#### Schriftelijke opgave:
Herschrijf alle onderstaande gegevens als CSV met twee kolommen, tekst en antwoord, met één rij per tekst en het bijbehorende antwoord. Zet elk veld tussen aanhalingstekens en vervang regeleinden door spaties.

#### Opgeslagen rijen:
::::
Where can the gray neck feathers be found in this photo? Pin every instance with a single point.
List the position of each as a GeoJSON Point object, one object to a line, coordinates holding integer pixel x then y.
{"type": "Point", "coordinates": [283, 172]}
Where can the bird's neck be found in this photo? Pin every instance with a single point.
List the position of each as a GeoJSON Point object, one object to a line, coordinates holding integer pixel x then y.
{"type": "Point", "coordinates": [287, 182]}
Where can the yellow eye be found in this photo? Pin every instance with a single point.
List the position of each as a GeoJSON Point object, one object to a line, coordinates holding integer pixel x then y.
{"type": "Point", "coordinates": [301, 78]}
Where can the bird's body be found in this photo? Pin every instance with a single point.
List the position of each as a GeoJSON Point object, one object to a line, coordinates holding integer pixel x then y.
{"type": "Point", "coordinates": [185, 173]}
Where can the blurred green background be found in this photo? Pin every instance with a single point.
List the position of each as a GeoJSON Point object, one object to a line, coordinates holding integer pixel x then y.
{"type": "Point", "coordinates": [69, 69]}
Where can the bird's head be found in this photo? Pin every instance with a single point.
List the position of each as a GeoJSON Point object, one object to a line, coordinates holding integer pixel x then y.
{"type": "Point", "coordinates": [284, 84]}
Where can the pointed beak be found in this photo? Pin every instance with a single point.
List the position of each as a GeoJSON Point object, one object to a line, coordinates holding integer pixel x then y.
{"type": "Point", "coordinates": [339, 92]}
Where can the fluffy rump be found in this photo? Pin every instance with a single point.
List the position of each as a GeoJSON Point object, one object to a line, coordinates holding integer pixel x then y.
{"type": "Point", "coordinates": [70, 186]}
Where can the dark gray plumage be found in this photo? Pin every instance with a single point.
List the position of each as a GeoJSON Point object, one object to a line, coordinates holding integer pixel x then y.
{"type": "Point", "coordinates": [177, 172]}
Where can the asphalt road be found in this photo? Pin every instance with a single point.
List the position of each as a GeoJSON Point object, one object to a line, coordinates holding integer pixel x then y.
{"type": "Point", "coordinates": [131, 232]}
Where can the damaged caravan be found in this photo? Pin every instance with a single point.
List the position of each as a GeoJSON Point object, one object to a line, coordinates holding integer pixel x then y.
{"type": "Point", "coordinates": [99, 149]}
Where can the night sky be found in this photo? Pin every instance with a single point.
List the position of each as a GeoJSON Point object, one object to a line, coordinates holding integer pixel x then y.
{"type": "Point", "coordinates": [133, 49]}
::::
#### Uitwerking opgave:
tekst,antwoord
"Where can the gray neck feathers be found in this photo? Pin every instance with a single point. List the position of each as a GeoJSON Point object, one object to a line, coordinates holding integer pixel x then y.","{""type"": ""Point"", ""coordinates"": [283, 172]}"
"Where can the bird's neck be found in this photo? Pin every instance with a single point. List the position of each as a GeoJSON Point object, one object to a line, coordinates holding integer pixel x then y.","{""type"": ""Point"", ""coordinates"": [287, 182]}"
"Where can the yellow eye be found in this photo? Pin every instance with a single point. List the position of each as a GeoJSON Point object, one object to a line, coordinates holding integer pixel x then y.","{""type"": ""Point"", ""coordinates"": [301, 78]}"
"Where can the bird's body be found in this photo? Pin every instance with a single point. List the position of each as a GeoJSON Point object, one object to a line, coordinates holding integer pixel x then y.","{""type"": ""Point"", ""coordinates"": [185, 173]}"
"Where can the blurred green background be found in this photo? Pin every instance with a single point. List the position of each as a GeoJSON Point object, one object to a line, coordinates holding integer pixel x then y.","{""type"": ""Point"", ""coordinates"": [69, 69]}"
"Where can the bird's head be found in this photo? Pin every instance with a single point. List the position of each as a GeoJSON Point object, one object to a line, coordinates holding integer pixel x then y.","{""type"": ""Point"", ""coordinates"": [284, 84]}"
"Where can the pointed beak be found in this photo? Pin every instance with a single point. List the position of each as a GeoJSON Point object, one object to a line, coordinates holding integer pixel x then y.","{""type"": ""Point"", ""coordinates"": [339, 92]}"
"Where can the fluffy rump be found in this photo? Pin every instance with a single point. List the position of each as a GeoJSON Point object, one object to a line, coordinates holding integer pixel x then y.","{""type"": ""Point"", ""coordinates"": [70, 186]}"
"Where can the dark gray plumage be found in this photo? Pin every instance with a single point. List the position of each as a GeoJSON Point object, one object to a line, coordinates holding integer pixel x then y.","{""type"": ""Point"", ""coordinates"": [177, 172]}"
"Where can the asphalt road be found in this photo? Pin every instance with a single point. List the position of each as a GeoJSON Point object, one object to a line, coordinates holding integer pixel x then y.","{""type"": ""Point"", ""coordinates"": [131, 232]}"
"Where can the damaged caravan be found in this photo? Pin every instance with a single point. List the position of each as a GeoJSON Point object, one object to a line, coordinates holding integer pixel x then y.","{""type"": ""Point"", ""coordinates"": [99, 149]}"
"Where can the night sky be found in this photo? Pin every instance with a single point. List the position of each as a GeoJSON Point object, one object to a line, coordinates holding integer pixel x then y.","{""type"": ""Point"", ""coordinates"": [133, 49]}"